Assigned task -> Output all records verbatim.

Free-text object descriptions
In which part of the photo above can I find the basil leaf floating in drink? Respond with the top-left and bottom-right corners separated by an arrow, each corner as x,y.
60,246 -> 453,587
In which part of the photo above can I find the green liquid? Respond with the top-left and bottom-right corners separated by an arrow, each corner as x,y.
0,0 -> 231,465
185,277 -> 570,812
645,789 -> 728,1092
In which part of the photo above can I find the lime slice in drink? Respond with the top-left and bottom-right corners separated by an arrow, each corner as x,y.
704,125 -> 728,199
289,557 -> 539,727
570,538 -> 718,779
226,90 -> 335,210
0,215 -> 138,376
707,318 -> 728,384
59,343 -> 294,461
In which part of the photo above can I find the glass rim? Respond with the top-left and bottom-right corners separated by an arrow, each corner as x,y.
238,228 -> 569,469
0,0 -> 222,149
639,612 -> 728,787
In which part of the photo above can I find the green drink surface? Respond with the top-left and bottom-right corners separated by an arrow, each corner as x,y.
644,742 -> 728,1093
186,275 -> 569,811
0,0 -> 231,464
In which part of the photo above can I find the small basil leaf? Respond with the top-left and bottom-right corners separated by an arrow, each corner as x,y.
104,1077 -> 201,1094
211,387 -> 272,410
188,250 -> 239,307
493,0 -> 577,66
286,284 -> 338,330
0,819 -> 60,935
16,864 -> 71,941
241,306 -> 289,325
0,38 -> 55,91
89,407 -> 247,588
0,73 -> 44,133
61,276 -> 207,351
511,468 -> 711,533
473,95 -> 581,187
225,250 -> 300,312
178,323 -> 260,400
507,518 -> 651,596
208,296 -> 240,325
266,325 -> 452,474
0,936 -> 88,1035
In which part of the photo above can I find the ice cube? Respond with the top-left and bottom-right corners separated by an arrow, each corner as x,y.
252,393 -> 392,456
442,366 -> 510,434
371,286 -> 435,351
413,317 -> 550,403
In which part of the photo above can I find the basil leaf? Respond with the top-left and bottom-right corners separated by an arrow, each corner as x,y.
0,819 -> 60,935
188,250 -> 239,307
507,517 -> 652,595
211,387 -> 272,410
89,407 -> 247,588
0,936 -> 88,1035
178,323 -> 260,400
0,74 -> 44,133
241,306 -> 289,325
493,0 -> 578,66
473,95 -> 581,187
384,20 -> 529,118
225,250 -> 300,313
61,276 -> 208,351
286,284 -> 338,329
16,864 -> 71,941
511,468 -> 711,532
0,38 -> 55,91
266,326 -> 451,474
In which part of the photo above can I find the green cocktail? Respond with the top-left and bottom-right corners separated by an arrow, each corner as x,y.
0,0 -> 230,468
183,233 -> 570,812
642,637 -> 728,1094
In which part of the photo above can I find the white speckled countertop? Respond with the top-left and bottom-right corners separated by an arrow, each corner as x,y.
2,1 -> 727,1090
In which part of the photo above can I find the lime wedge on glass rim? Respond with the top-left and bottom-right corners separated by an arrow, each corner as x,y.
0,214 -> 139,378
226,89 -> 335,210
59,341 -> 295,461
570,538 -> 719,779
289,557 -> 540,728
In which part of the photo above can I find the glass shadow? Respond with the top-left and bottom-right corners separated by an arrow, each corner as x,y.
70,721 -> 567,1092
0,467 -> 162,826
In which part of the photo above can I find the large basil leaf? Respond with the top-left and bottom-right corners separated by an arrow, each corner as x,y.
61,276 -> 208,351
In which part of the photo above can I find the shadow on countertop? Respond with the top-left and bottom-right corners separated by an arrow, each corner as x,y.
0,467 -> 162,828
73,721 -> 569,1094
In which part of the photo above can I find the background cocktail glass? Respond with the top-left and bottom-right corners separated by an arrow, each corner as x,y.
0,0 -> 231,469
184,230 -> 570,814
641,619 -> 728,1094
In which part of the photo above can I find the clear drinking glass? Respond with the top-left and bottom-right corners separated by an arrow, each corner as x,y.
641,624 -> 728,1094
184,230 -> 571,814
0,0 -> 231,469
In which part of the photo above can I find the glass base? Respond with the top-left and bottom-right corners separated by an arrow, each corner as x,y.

The answer ->
In which part of the photo above can I find the basil leaf floating in drink? Respond with the top-left and bottom-right corners separated by an arrow, each corner as x,y.
60,246 -> 453,587
In which part of the photo above can I find the green liquid? Respond with the top-left and bottom-right corners separated by an arrow, each corner as x,y.
0,0 -> 231,465
185,277 -> 570,812
645,789 -> 728,1092
In which part of the photo above can I find the lime slice in drink? Respond with the top-left and bottom-right corners separated by an arrow, each corner as x,y.
704,125 -> 728,199
289,557 -> 539,727
570,538 -> 718,779
226,90 -> 335,210
0,215 -> 138,376
707,318 -> 728,384
59,343 -> 294,461
In which part of the photo above can I find the glass rim? Respond with the top-left and bottom-right corners separated by an arrow, each corner as x,y.
238,228 -> 569,469
0,0 -> 222,149
639,612 -> 728,787
In which part of the photo above can I find the green drink surface? Respond with the top-left and bottom-right corners separated by an arrow, each corner as x,y.
644,742 -> 728,1093
186,275 -> 569,811
0,0 -> 231,464
In which part of the photo above can I find the small basil leaf? Respond with the top-left and bottom-right corners separated by an arrow, each corner as x,y.
104,1077 -> 201,1094
211,387 -> 272,410
188,250 -> 239,307
493,0 -> 577,66
286,284 -> 338,330
0,819 -> 60,935
16,864 -> 71,941
241,306 -> 289,325
0,38 -> 55,91
89,407 -> 247,588
0,73 -> 44,133
61,276 -> 207,351
511,468 -> 711,533
473,95 -> 581,187
225,250 -> 300,312
178,323 -> 260,400
507,518 -> 651,596
208,296 -> 240,325
266,325 -> 452,474
0,936 -> 88,1035
In which part of the photo above can I find the ice cube? Respond with the top-left and bottom-right corners separated by an arrow, each corner as x,y.
252,393 -> 392,456
442,366 -> 510,434
371,286 -> 435,351
413,317 -> 550,403
In which part of the photo above can I find the basil leaf? Respond with the top-left and bottom-right corners separated by an arrow, each corner as x,y.
0,819 -> 60,935
188,250 -> 239,307
507,517 -> 652,595
211,387 -> 272,410
89,407 -> 247,588
0,936 -> 88,1035
178,323 -> 260,400
0,74 -> 44,133
241,306 -> 289,325
493,0 -> 578,66
473,95 -> 581,187
384,20 -> 529,118
225,250 -> 300,313
61,276 -> 208,351
286,284 -> 338,329
16,864 -> 71,941
511,468 -> 711,532
0,38 -> 55,91
266,326 -> 451,474
In which part of the photo above can I find the green cocktail? Respond with the top-left and bottom-right corners separated by an arrow, each corner as x,y.
0,0 -> 230,468
183,233 -> 570,812
642,637 -> 728,1094
In which part of the photo above can I find the white speckled countertop? Respond with the top-left and bottom-right corners separated by an arrow, each corner as x,y.
2,1 -> 727,1090
In which part of the photo above can I find the lime wedge on glass rim? Respond with the top-left and bottom-right corners separated by an arrow, each corner as x,y.
0,214 -> 139,378
226,89 -> 335,210
59,341 -> 295,461
570,538 -> 719,779
289,557 -> 540,728
In which part of the photo above can I find the glass shadow? Respond with the top-left and bottom-right corners separated by an arrow, each corner as x,y.
70,721 -> 567,1092
0,467 -> 162,826
In which part of the photo above can I find the large basil leaf? Respond with the top-left and bottom-right corners separated by an arrow, each corner as x,y.
61,276 -> 208,351
In which part of the photo above can I find the shadow on countertop? Respond with the top-left and bottom-right corners separated by an arrow, each corner as x,y.
0,467 -> 162,828
73,721 -> 569,1094
In which part of the photo above can I find the background cocktail glass? Respond with the top-left and bottom-right corners separated by an arrow, each corner as x,y.
0,0 -> 231,469
184,230 -> 570,814
641,619 -> 728,1094
In which part of the photo above can I find the clear drinking glass? Respond with the top-left and bottom-right corners separated by an arrow, each corner as x,y.
641,624 -> 728,1094
184,230 -> 571,814
0,0 -> 231,469
In which part of the photo above can I find the glass base? Respond with the top-left and bottom-right corners separated by an arrow, each corner as x,y.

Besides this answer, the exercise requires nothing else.